>> Start Data for this exercise
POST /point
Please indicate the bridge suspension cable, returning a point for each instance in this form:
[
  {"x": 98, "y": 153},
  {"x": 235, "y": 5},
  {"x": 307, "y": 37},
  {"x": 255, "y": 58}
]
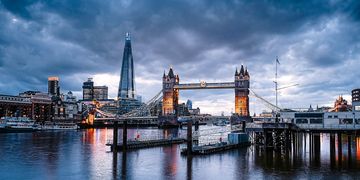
>> End Data for this exercise
◆ **Prompt**:
Copy all of the data above line for line, leaving out the picture.

◆ **Output**:
POST /point
Please indicate the bridge suspension cable, returning a point for each instance in this form:
[
  {"x": 98, "y": 153},
  {"x": 235, "y": 5},
  {"x": 307, "y": 37},
  {"x": 255, "y": 58}
]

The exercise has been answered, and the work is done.